A scaffolding structure (10) having a two dimensional inner grid (12) interconnected with a two dimensional outer grid (14). Additional bamboo members (25, 27) are secured on the outer grid (14) such that the interstices defined by the load bearing members (24, 26) and the bamboo members of the outer grid (14) are smaller than the interstices defined by the load bearing members (20, 22) of the inner grid (12). An anchoring device (50b) to anchor the scaffolding structure (10) to the building (15) includes an arm (52b) and an anchoring member (50c). The anchoring member (50c) has a first leg in the form of a bar or rod which is alignable such that the first leg extends parallel to the longitudinal axis of the arm with the remote end of the first leg extending beyond the arm (52b). The scaffolding structure further comprises platforms (102b) which have an access opening (127) for access to a lower region of the scaffold (10), and a ladder (120) disposed for access by a worker through the access opening (127).

Description

    Field of the Invention
  • The present invention relates to scaffolding. More particularly, the invention relates to safety aspects of scaffolding.
  • Background to the Invention
  • In western countries the use of timber in scaffolding structures was prevalent in the early part of the twentieth century. Due to the high number of industrial accidents and fires arising from timber scaffolding, timber scaffolding has generally been replaced worldwide by steel tubular scaffolding.
  • However, in Asia, bamboo has been traditionally used for scaffolding. Bamboo scaffolding is still in use in China and Hong Kong. As a scaffolding material, bamboo has a number of advantages. Bamboo is economical and can be simply constructed without special tools. Bamboo scaffolding can also be constructed within a short period of time in a limited working space. The most significant advantage of bamboo scaffolding is its very strong bending strength and elasticity when freshly cut. However, the strength of bamboo decreases as time goes by because it gradually dehydrates over time. When the water content has reduced below 10% the bamboo becomes dry and cracks will appear. The maximum lifespan ofbamboo scaffolding members is thus relatively short, only about 12 to 18 months. Thus bamboo is considered somewhat unreliable.

▶ DATA SUPPLIED
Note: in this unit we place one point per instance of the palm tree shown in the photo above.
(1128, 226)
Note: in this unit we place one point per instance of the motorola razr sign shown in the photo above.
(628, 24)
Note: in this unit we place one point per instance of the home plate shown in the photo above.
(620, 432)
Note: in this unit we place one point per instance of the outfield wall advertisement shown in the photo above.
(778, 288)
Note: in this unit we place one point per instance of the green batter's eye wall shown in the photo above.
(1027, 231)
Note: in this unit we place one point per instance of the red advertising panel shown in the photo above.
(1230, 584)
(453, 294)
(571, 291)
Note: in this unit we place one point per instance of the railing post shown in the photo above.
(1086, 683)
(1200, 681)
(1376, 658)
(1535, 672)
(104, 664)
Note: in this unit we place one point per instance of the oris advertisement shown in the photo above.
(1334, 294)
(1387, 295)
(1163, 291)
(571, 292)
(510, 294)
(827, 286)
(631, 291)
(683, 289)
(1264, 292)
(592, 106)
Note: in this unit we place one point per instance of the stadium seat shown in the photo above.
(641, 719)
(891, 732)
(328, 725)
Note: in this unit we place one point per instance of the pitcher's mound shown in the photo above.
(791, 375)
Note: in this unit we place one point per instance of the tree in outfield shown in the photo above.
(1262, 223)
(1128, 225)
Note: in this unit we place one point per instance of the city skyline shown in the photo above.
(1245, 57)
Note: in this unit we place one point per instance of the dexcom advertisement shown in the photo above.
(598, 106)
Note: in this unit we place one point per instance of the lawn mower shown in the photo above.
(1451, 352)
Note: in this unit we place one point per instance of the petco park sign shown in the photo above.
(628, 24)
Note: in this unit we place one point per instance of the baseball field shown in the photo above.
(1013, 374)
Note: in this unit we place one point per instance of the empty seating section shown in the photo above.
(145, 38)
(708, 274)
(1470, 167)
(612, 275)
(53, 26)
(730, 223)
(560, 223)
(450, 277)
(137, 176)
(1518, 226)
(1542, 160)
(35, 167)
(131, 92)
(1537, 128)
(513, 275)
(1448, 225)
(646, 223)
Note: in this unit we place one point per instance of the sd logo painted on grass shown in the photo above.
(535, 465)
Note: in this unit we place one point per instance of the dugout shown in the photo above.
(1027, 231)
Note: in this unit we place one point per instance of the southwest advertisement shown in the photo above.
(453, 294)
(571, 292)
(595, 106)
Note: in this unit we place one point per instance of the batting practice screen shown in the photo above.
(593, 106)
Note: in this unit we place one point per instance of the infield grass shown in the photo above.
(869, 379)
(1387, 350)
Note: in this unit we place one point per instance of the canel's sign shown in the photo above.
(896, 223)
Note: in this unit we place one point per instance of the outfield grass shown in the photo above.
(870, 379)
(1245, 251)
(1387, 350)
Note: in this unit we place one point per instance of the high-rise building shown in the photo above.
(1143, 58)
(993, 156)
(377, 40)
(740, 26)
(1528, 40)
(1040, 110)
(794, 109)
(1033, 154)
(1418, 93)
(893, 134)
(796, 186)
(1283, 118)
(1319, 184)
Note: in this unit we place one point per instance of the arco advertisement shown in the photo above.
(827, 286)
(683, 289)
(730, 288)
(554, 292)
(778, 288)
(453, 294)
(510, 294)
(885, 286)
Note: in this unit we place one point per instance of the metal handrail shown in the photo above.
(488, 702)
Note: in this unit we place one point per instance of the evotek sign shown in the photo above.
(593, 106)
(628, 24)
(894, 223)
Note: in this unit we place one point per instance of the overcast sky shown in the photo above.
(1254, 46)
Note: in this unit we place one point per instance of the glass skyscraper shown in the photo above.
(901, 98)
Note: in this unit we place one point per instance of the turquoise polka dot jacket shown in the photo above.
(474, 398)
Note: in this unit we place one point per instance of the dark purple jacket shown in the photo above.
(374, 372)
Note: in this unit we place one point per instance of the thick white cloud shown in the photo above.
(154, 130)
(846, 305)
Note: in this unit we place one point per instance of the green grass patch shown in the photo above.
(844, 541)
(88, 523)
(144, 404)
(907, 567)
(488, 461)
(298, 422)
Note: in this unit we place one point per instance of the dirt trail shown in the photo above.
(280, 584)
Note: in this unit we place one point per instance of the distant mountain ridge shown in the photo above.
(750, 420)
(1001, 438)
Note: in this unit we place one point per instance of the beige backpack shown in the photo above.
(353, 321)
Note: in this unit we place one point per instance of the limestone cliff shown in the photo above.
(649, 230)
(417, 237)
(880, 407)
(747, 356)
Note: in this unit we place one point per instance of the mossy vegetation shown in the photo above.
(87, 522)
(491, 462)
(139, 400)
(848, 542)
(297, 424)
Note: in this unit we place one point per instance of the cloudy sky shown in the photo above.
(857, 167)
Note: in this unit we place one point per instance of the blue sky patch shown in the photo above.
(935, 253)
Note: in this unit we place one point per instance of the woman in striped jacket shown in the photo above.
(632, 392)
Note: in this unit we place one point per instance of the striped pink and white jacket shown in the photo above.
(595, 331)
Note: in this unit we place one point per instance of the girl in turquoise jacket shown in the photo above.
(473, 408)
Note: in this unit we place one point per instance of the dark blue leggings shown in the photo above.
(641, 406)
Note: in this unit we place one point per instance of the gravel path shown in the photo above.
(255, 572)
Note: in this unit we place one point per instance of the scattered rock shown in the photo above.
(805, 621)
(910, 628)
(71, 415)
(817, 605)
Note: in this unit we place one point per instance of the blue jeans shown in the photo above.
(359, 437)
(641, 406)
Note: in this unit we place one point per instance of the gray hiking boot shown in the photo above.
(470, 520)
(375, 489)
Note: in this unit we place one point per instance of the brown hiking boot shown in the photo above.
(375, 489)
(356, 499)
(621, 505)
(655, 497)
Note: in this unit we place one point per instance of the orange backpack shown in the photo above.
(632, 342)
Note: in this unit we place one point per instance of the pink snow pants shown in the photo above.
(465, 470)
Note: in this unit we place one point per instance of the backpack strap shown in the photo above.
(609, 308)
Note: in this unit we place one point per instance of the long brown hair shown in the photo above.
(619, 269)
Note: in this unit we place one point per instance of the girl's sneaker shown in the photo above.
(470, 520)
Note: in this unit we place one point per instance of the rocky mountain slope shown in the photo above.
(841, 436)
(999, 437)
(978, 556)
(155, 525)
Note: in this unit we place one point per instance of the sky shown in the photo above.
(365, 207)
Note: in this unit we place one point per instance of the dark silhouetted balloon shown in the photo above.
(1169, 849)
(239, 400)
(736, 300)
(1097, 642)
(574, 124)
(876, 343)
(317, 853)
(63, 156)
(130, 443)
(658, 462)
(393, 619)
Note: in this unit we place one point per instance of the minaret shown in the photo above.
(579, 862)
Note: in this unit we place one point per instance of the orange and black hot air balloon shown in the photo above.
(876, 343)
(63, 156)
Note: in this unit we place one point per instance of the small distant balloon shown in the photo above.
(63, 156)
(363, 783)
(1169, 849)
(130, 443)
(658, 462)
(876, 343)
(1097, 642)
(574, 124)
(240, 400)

▶ THE TASKS
1/ From the scaffolding text, copy word for word the passage starting with "Description" and going on through "steel tubular scaffolding.".
2/ According to the scaffolding text, what happens to bamboo once its water content falls below 10%?

▶ RESPONSE LIST
1/
Description

    Field of the Invention
  • The present invention relates to scaffolding. More particularly, the invention relates to safety aspects of scaffolding.
  • Background to the Invention
  • In western countries the use of timber in scaffolding structures was prevalent in the early part of the twentieth century. Due to the high number of industrial accidents and fires arising from timber scaffolding, timber scaffolding has generally been replaced worldwide by steel tubular scaffolding.

2/ It becomes dry and cracks appear.